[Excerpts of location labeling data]

________________________

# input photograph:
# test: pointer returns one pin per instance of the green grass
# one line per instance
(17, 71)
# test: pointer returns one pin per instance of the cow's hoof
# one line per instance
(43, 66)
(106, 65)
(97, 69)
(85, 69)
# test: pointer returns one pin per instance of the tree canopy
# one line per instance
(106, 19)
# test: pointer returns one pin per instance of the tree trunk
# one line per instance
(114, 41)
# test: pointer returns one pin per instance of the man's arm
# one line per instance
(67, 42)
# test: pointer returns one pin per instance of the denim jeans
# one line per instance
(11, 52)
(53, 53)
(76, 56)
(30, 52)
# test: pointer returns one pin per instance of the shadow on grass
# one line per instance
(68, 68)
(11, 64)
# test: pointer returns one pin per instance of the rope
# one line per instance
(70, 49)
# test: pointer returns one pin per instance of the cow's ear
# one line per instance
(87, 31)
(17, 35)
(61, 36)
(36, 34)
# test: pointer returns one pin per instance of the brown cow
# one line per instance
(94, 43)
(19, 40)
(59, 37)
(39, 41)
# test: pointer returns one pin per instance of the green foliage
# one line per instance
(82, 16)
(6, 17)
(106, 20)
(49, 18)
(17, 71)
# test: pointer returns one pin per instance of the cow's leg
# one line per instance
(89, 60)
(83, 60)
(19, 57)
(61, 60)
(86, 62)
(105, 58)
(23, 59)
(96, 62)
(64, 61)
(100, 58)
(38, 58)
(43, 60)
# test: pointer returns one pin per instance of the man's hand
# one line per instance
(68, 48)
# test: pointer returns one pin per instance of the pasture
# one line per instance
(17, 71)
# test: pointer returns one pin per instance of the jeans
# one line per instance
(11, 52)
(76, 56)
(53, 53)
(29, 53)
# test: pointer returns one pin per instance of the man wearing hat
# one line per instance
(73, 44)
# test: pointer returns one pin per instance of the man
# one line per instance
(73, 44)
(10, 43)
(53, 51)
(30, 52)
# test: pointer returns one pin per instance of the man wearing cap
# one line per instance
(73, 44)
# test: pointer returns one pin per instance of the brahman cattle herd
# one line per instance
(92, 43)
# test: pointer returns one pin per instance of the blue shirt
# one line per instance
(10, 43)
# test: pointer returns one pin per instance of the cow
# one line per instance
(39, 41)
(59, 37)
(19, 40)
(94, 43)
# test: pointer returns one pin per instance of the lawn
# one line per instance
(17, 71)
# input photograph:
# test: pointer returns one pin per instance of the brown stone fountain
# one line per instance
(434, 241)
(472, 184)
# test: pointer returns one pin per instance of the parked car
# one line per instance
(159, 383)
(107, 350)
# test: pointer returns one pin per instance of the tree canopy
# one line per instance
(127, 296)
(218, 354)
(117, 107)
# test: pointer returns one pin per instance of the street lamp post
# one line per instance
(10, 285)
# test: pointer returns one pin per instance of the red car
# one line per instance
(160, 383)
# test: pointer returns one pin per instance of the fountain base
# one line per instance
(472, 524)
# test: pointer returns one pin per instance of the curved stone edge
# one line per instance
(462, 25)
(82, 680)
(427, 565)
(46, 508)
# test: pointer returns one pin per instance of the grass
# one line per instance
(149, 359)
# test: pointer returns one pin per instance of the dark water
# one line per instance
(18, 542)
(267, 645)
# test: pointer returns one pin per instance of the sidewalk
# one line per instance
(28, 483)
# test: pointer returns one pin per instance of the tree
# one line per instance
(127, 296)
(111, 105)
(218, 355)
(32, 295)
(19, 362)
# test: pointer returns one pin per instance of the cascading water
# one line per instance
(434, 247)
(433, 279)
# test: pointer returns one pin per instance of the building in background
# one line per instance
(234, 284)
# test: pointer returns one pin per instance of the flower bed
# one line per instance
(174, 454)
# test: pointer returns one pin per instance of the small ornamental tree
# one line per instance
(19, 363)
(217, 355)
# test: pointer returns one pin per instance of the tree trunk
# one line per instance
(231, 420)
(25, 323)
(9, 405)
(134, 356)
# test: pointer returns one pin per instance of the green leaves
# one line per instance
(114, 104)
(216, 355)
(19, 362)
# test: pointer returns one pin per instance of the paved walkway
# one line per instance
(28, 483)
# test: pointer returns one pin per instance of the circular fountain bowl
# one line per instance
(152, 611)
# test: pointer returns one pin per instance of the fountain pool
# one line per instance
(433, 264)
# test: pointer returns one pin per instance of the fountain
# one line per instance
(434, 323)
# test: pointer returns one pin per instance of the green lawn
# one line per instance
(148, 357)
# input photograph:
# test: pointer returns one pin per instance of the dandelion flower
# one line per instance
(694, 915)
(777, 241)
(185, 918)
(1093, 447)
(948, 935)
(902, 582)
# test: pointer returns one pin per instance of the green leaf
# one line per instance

________________________

Directive
Extract every record. Keep wording exact.

Output of the task
# input photograph:
# test: pointer returns one pin per instance of the green grass
# one line per instance
(17, 71)
# test: pointer returns one pin per instance of the cow's hoof
# one line per instance
(43, 66)
(106, 65)
(97, 69)
(85, 69)
# test: pointer returns one pin per instance of the tree canopy
# one line per instance
(106, 19)
# test: pointer returns one pin per instance of the tree trunk
# one line per instance
(114, 41)
# test: pointer returns one pin per instance of the man's arm
# one line per instance
(67, 42)
# test: pointer returns one pin per instance of the denim jeans
# one line per instance
(11, 52)
(53, 53)
(76, 56)
(30, 52)
# test: pointer returns one pin per instance of the shadow on grass
# one line per instance
(68, 68)
(11, 64)
# test: pointer returns one pin per instance of the rope
# one line per instance
(70, 49)
# test: pointer returns one pin per instance of the cow's ear
# one line per instance
(87, 31)
(17, 35)
(61, 36)
(36, 34)
# test: pointer returns one pin per instance of the brown cow
# one line per instance
(94, 43)
(19, 40)
(59, 37)
(39, 41)
# test: pointer returns one pin per instance of the green foliage
# one line per instance
(82, 16)
(6, 17)
(106, 20)
(49, 18)
(17, 71)
# test: pointer returns one pin per instance of the cow's leg
# one line per instance
(89, 60)
(83, 60)
(19, 57)
(61, 60)
(86, 62)
(105, 58)
(23, 59)
(96, 62)
(64, 61)
(100, 58)
(38, 58)
(43, 60)
# test: pointer returns one pin per instance of the man's hand
# one line per instance
(68, 48)
# test: pointer returns one pin per instance of the pasture
# one line per instance
(17, 71)
# test: pointer returns one pin per instance of the jeans
# one line per instance
(11, 52)
(76, 56)
(53, 53)
(29, 53)
# test: pointer returns one pin per instance of the man wearing hat
# one line per instance
(73, 44)
# test: pointer returns one pin per instance of the man
# one line per instance
(73, 44)
(10, 43)
(53, 51)
(30, 52)
# test: pointer returns one pin per instance of the man wearing cap
# one line per instance
(73, 44)
# test: pointer returns one pin per instance of the brahman cattle herd
# one line per instance
(92, 43)
# test: pointer returns one pin per instance of the blue shirt
# one line per instance
(10, 43)
# test: pointer returns one pin per instance of the cow
# one line per instance
(39, 41)
(59, 37)
(19, 40)
(94, 43)
# test: pointer returns one pin per instance of the lawn
# one line per instance
(17, 71)
# input photograph:
# test: pointer returns one pin per instance of the brown stone fountain
# one line per instance
(434, 241)
(472, 184)
# test: pointer returns one pin per instance of the parked car
# one line per instance
(159, 383)
(107, 350)
# test: pointer returns one pin per instance of the tree canopy
# one line per instance
(127, 296)
(218, 354)
(117, 107)
# test: pointer returns one pin per instance of the street lamp post
# one line per instance
(10, 285)
# test: pointer returns one pin per instance of the red car
# one line per instance
(160, 383)
# test: pointer returns one pin per instance of the fountain base
# one line per instance
(472, 524)
# test: pointer returns one pin per instance of the curved stone edge
# one line per instance
(462, 25)
(82, 680)
(427, 565)
(46, 508)
# test: pointer returns one pin per instance of the grass
# one line per instance
(149, 359)
# test: pointer returns one pin per instance of the dark water
# one line per instance
(18, 542)
(267, 645)
# test: pointer returns one pin per instance of the sidewalk
# one line per instance
(28, 483)
# test: pointer returns one pin per instance of the tree
# one line per instance
(127, 296)
(111, 105)
(218, 355)
(32, 295)
(19, 362)
# test: pointer returns one pin per instance of the cascading water
# one line per instance
(434, 247)
(433, 279)
# test: pointer returns one pin per instance of the building in background
# one line per instance
(234, 284)
# test: pointer returns one pin per instance of the flower bed
# one line per instance
(174, 454)
# test: pointer returns one pin per instance of the small ornamental tree
# one line per instance
(19, 363)
(217, 355)
# test: pointer returns one pin per instance of the tree trunk
# one line per instance
(231, 420)
(25, 323)
(9, 405)
(134, 356)
# test: pointer returns one pin per instance of the green leaves
# one line per instance
(114, 104)
(216, 355)
(19, 362)
# test: pointer returns one pin per instance of the paved walkway
# one line per instance
(28, 483)
# test: pointer returns one pin per instance of the circular fountain bowl
# one line per instance
(152, 611)
# test: pointer returns one pin per instance of the fountain pool
# one line per instance
(433, 264)
# test: pointer returns one pin per instance of the fountain
# one line per instance
(434, 323)
# test: pointer returns one pin per instance of the green lawn
# one line per instance
(148, 357)
# input photograph:
# test: pointer returns one pin per instance of the dandelion flower
# one line per instance
(694, 915)
(777, 241)
(185, 918)
(1093, 447)
(948, 935)
(902, 582)
# test: pointer returns one pin per instance of the green leaf
# one line per instance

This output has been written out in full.